**Brief:** Repeat each record exactly. Any picture gets left out.
* START Material for this task *
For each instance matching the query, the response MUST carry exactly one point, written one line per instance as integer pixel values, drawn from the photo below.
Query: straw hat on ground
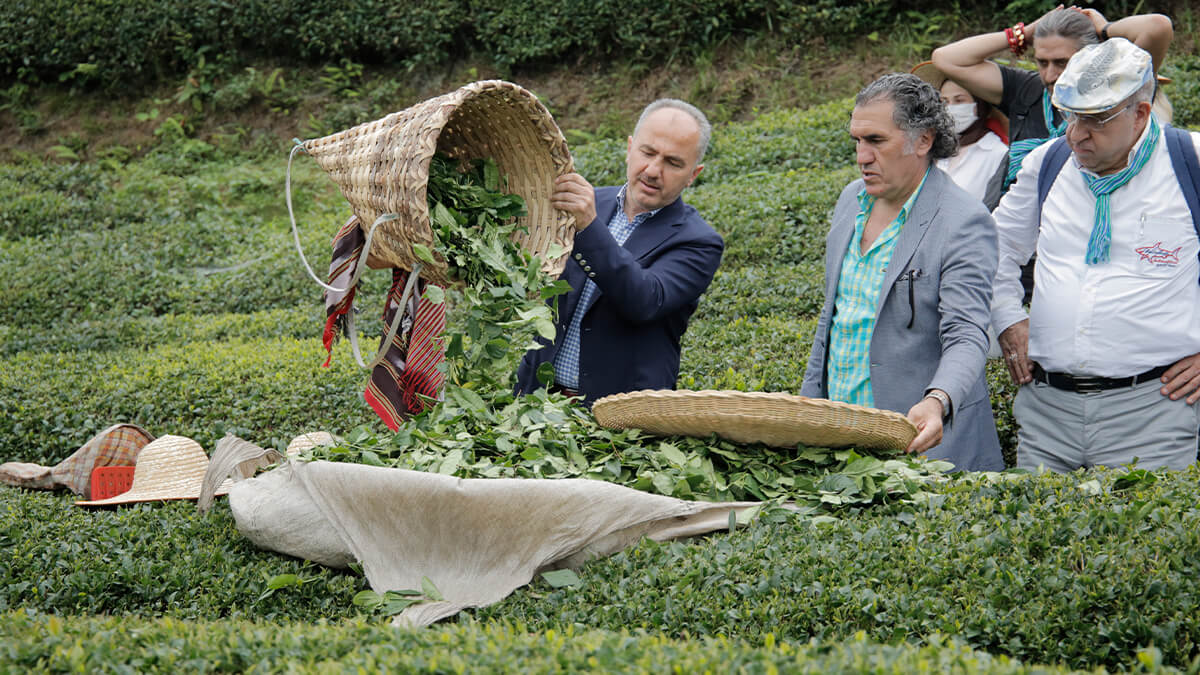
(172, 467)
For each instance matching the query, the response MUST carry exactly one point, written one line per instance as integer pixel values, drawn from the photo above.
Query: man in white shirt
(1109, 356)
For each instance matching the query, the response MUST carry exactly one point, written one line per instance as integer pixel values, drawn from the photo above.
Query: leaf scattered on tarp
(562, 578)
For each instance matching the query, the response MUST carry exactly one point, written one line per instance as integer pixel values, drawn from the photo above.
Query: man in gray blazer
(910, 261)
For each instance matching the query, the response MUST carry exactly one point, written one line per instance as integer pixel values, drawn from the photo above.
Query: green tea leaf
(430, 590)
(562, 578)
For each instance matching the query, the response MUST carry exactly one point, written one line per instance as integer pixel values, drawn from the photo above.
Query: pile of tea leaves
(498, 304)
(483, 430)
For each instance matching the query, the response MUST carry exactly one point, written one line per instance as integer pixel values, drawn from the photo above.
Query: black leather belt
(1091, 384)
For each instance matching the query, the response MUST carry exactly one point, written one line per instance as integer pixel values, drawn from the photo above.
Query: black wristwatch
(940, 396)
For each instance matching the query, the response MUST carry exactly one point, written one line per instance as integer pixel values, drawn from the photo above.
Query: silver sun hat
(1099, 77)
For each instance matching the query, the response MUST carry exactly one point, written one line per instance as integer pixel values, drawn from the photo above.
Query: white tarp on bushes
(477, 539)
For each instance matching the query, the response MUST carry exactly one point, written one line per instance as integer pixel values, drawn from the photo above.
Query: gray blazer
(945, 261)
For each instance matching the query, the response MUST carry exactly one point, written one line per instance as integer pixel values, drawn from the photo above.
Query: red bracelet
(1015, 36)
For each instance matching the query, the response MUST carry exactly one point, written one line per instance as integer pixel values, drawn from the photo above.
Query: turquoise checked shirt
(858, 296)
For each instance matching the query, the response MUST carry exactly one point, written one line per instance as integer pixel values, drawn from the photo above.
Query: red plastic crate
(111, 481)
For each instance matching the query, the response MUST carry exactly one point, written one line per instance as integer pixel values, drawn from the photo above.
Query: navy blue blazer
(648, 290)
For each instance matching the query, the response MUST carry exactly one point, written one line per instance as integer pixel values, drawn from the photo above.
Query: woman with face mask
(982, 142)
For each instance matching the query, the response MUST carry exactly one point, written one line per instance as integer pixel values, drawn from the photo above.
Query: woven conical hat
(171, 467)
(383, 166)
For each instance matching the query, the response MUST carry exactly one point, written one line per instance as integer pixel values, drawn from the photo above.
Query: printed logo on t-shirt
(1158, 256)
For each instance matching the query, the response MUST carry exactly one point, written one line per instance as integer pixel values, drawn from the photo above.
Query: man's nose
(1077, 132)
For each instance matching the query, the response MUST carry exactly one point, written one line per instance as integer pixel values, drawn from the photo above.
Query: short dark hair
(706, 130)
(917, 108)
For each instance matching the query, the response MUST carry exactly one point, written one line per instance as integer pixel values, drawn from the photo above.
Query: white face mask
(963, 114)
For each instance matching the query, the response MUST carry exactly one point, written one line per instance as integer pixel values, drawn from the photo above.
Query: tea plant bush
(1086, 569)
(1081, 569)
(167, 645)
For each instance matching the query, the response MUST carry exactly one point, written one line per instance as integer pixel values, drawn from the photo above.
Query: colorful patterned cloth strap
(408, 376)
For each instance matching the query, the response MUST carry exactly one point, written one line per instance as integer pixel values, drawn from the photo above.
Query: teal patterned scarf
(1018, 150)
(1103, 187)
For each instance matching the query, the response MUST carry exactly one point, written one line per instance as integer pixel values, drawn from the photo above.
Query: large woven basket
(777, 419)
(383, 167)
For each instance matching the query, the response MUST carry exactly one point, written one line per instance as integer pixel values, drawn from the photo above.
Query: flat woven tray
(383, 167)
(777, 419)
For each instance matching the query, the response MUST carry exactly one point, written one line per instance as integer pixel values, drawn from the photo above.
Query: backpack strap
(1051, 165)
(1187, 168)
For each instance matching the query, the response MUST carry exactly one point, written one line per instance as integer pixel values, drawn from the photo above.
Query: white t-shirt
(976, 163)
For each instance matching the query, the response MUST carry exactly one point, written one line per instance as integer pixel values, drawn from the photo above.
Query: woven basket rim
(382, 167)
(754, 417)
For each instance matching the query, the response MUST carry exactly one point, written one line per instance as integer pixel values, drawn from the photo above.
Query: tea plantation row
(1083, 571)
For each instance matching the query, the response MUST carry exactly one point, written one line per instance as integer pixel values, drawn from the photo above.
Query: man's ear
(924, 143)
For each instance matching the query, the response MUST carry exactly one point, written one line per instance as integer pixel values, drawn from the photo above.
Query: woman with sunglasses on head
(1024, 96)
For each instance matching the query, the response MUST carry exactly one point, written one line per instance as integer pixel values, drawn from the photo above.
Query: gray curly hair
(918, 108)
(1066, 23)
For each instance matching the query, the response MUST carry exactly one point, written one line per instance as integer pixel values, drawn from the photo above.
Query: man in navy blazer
* END Material for this task *
**The output:**
For each instance matching the query, the response MUST carry exactly one point, written one line per instance as integer pixel values, drawn from the photo below.
Query: straw hat on ground
(172, 467)
For each instance matching the query, the response MUST carry exactly one point, written one line per instance as integer pixel values, drawn from the photo above.
Query: man in white shirt
(1109, 356)
For each instance matching the query, the response MUST carry exactly one point, written one line per instance as integer pixel values, drawn from the photo above.
Query: leaf scattered on tarp
(562, 578)
For each instance matching the query, the response MUST carry exactly one point, written one line per instance as integer pixel values, drawn from the photo above.
Query: man in gray blazer
(910, 261)
For each instance matching the query, the response MUST carry exactly one point, written one line per instance as integer pixel values, drawn from the photo above.
Query: green tea leaf
(430, 590)
(562, 578)
For each instance matching the query, the response MUST carry exactly one point, written one line per instance as integer pixel values, drawn from the photo above.
Query: pile of tea leaves
(498, 304)
(483, 430)
For each instance matching the query, the response MUST carry exactly one point, written one line per instance as integer pixel values, drawn from the photo above.
Query: black leather belt
(1091, 384)
For each instance matching the query, the response MUST carry exactly one point, written one line per instance as integer pixel values, drawn from the photo above.
Query: black wristwatch
(940, 396)
For each instance matching the query, the response MUST carry exactly one point, written one line per instance as integer pixel values, drawn from the photo above.
Query: silver sun hat
(1099, 77)
For each instance matching the query, the response MUST carry exactly one point, written one line per instance as integer pixel values, drawn from the photo above.
Query: white tarp on bushes
(477, 539)
For each instance matching the query, the response MUST carry exactly one point, written one line per instance as integer pixel values, drawn from the photo above.
Query: gray blazer
(945, 261)
For each instance matching the query, the response MUST carry exactly one point, written one line per instance as integer pixel values, drawn from the photo above.
Query: red bracelet
(1015, 36)
For each instance matching the query, the response MUST carry exactly one point, written one line per instance as integer pixel values, drawn from the photo above.
Query: turquoise checked shirt
(858, 296)
For each instance matching the query, the response MUST carry exactly one point, written one line per instance as integer pixel values, drawn from the photo above.
Query: red plastic crate
(111, 481)
For each instance matching the query, the response MUST carry exactly one point, written one line per instance as integer pixel values, drawn from the photo above.
Query: navy blue blazer
(648, 290)
For each instance matching the query, the response MUST carry exactly one point, written one line per instance as integer pixel values, drawn from the photo above.
Query: woman with face mask
(982, 142)
For each instance matching the query, the response MUST carry exactly one point, written one line per instance as integer pixel values, drawn from the photo above.
Query: woven conical hat
(171, 467)
(383, 166)
For each instance matching the query, the response MUST carry exactly one point, written one line per instance as integer pixel values, drawn from the photo above.
Query: printed logo on t-shirt
(1158, 256)
For each instance matching the query, the response MUST carry exactly one point, written one line per instance as integer pixel values, drawn from the photo above.
Query: man's nose
(1077, 132)
For each instance matching the query, the response MUST carry exactly one point, written one line per instance as integer pixel values, drawn from the photo above.
Query: short dark hair
(706, 130)
(917, 108)
For each instance matching the query, the response MUST carry exactly one point, written one line per instance as integer pixel values, drawn from the photo above.
Query: white face mask
(963, 114)
For each instance matching the query, the response MUST carry exactly one point, written one line per instance as integer pixel values, drawn from the photo above.
Query: tea plant bush
(1086, 569)
(1081, 569)
(167, 645)
For each instance matching the query, the response MUST carry exactly one point, written one line per instance as integer pixel values, drawn from the photo above.
Query: colorful patterned cloth strap
(408, 376)
For each instance matching the query, the response MUST carry exactly one point, written one line per instance as integer pixel values, drawn from the photo above.
Query: teal patterned scarf
(1018, 150)
(1103, 187)
For each instance matching the query, the response MUST carry exactly one point, written one line per instance as integer pixel values, drawn from the photo above.
Query: large woven basket
(777, 419)
(383, 167)
For each instance matching the query, the response MUST carry exactly one point, written one line per instance as integer pixel values, drawn from the photo above.
Query: flat woven tray
(383, 167)
(777, 419)
For each instance matching the query, the response MUST carry exactly one point, written one line per instance as integer pixel values, drawn from the photo above.
Query: backpack strap
(1051, 165)
(1187, 168)
For each instance matching the query, the response MUST carry exactly one point, written one line per instance as integer pixel values, drawn from the photo above.
Query: white t-shirt
(976, 163)
For each instance matching the query, the response MUST carry exactly one point, written one line per instance as integer pixel values, drawn from the photo above.
Query: woven basket rim
(382, 167)
(754, 417)
For each instance matching the query, the response MUST carry exactly one point, written one line per instance as integer pixel values, drawn from the photo above.
Query: tea plantation row
(1083, 571)
For each instance matching the query, the response MUST carry exactly one point, written one line per instance as integer pixel values, drawn from the photo above.
Query: man's ear
(924, 143)
For each instance matching the query, the response MUST carry exactly one point, written one line per instance as integer pixel values, drawn from the photo above.
Query: woman with sunglasses on head
(1024, 96)
For each instance matching the query, the response MUST carry exactly one point, written one line per instance as integer pixel values, drawn from the photo above.
Query: gray curly hair
(918, 108)
(1066, 23)
For each instance matching the query, the response MUST carry exactly one point, written one line per instance as integer pixel values, drawn from the photo above.
Query: man in navy blazer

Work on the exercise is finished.